▶ **ASSIGNMENT**: Extend the article on keeping outside directors for private companies, picking up after its last sentence.

▶ **PAGE TEXT**:
┌──
Trying to save time and money by cutting your advisory board? You could find yourself short on both.
Private companies aren't obligated to have outside directors, and there's evidence that businesses are eschewing them. Doing away with your board feels efficient because it saves time and money. But is it really a good move?
According to University of Windsor business school professor Roger Hussey, private companies with boards did better in the last recession than those without them. This shouldn't come as a huge surprise but it's nice to have some data attached to it.
Why would non-executive directors make a difference?
Perspective. Every business, no matter how small, gets wrapped up in itself, its own politics, and processes. That means every CEO needs advice and objectivity from those who care about the company's success, but can view it from a healthy distance.
Contacts. No individual's contact book is big enough. Every company needs help growing. Outside advisors and directors can broaden a company's reach and raise its profile.
└──
▶ **DATA PROVIDED**:
┌──
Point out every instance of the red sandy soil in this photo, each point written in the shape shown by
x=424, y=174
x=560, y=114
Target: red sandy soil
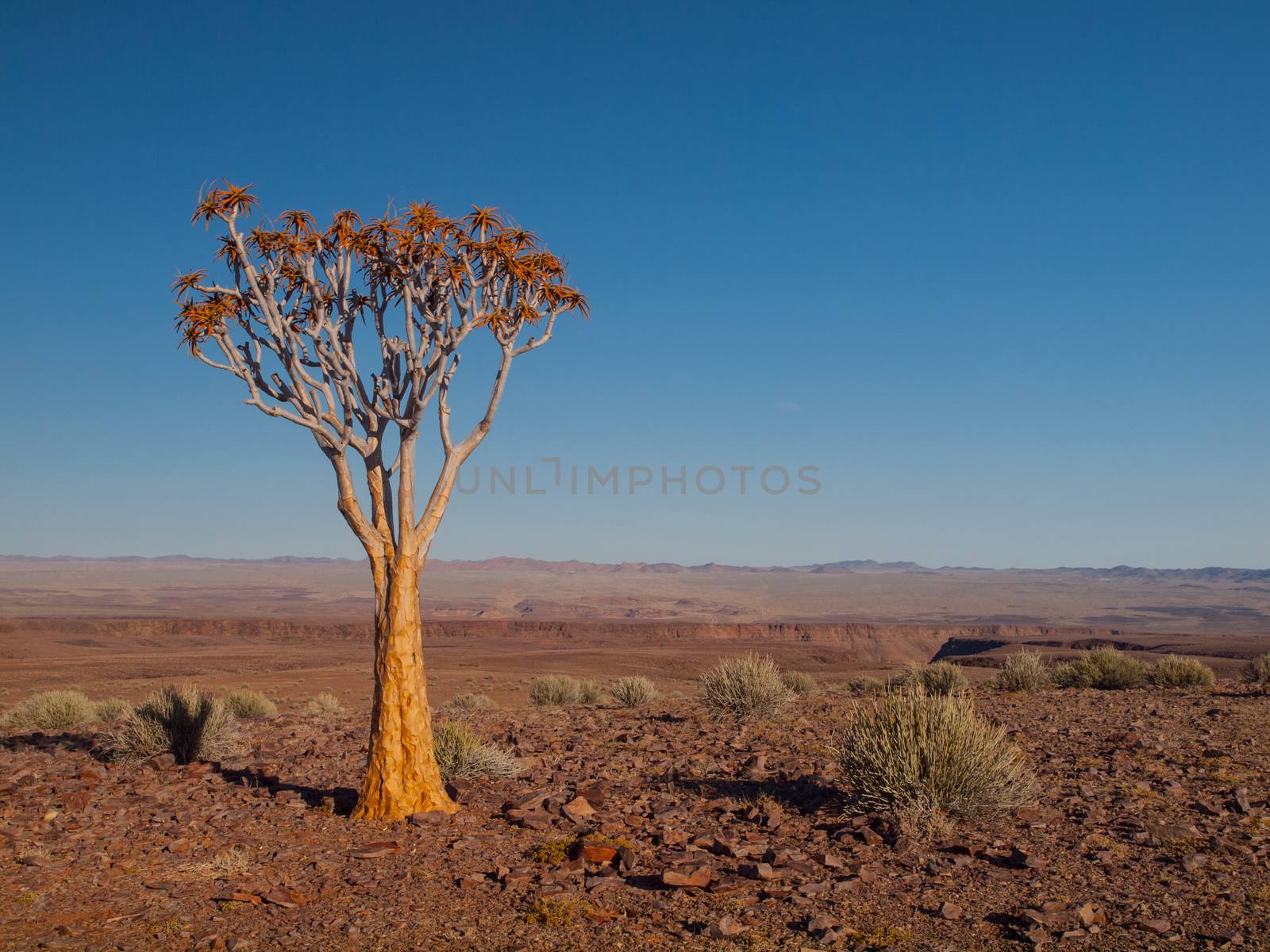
└──
▶ **YOUR RESPONSE**:
Experience. Most companies follow a pretty well-understood life cycle, each with its characteristic challenges, advantages, and symptoms of health. It's profoundly helpful to distinguish between crises that are normal for your company's stage, and those that are anomalous and therefore troubling. If you're making a big acquisition, no lawyer will give you the kind of unfettered advice that you will get from someone who's done such deals before. Smart people are willing to learn faster from friends.
Daring. When you bring in board members, you create an opportunity for people to disagree with you. This is essential. As a smart entrepreneur, you need challenge, argument, and debate from knowledgeable people who are on your side. If you fear those questions, what secret terrors are you hiding?
Of course to get the full benefit of a board, you need to take it seriously and give it both time and money. If you don't, you may well find yourself short of both.